DOCUMENT EXTRACT:

# outlook 2003 cant disply MIME



## sparcplug (Apr 20, 2011)

Hi

This is an act of desperation.
I have a clients that is running outlook 2003. She works for an acounting company that gets emails from the south african revenue service.
These mails are financial statements sent as MIME format
(Its sent as a PDF in the body of the mail and not as an attachment)
I spoke to SARS and that is how they do things, they notified me that they do not sent anything as attachments any more, everything is now in the body of the mail.

I have tried averything but stil the mail is displayed like this 

From: [email protected] [mailto:[email protected]]
Sent: 12 April 2011 10:11 AM
To: Lyn Hamman; boundary=MIME_BOUNDARY
Subject: Statement of Account - PAYE: 48803875

This is a multi-part message in MIME format.
--MIME_BOUNDARY

Please find attached your Statement of Account - PAYE.

Kind Regards

The information transmitted is intended only for the person or entity to which it is addressed and may contain
confidential and/or privileged material. Any review, retransmission, dissemination or other use of or taking of
any action in reliance upon, this information by persons or entities other than the intended recipient is
prohibited. If you received this in error, please contact the sender and delete the material from any computer.

SUPPLIED DATA:
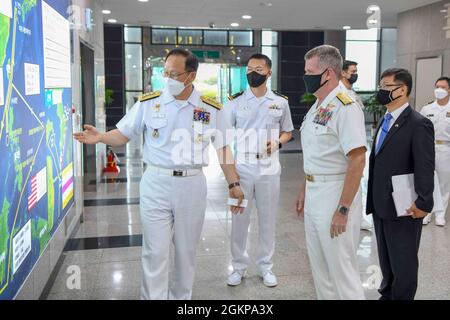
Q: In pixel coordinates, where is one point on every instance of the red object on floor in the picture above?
(111, 165)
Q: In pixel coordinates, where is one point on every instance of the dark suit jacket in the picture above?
(407, 148)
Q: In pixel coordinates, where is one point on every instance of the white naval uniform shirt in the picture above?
(354, 96)
(329, 132)
(440, 116)
(180, 143)
(258, 120)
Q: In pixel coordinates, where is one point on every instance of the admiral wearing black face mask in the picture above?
(263, 123)
(333, 138)
(404, 144)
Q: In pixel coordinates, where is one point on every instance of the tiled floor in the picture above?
(115, 273)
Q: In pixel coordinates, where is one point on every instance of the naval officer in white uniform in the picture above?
(263, 123)
(439, 113)
(178, 124)
(349, 76)
(334, 146)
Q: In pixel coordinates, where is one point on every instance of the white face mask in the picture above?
(174, 87)
(440, 93)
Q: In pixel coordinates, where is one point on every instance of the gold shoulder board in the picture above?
(211, 102)
(344, 98)
(149, 96)
(234, 96)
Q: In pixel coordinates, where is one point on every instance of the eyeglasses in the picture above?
(387, 86)
(259, 70)
(172, 75)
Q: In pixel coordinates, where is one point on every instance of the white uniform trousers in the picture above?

PROBLEM TO SOLVE: Take the Outlook 2003 MIME display thread further, starting after its final sentence.

TASK OUTPUT:
Please Note: This email and its contents are subject to our email legal notice which can be viewed at http://www.sars.gov.za/Email_Disclaimer.pdf

--MIME_BOUNDARY
Content-Type: application/pdf; name="PAYESA_875901211.pdf"
Content-Transfer-Encoding: base64
Content-Disposition: attachment; filename="PAYESA_875901211.pdf"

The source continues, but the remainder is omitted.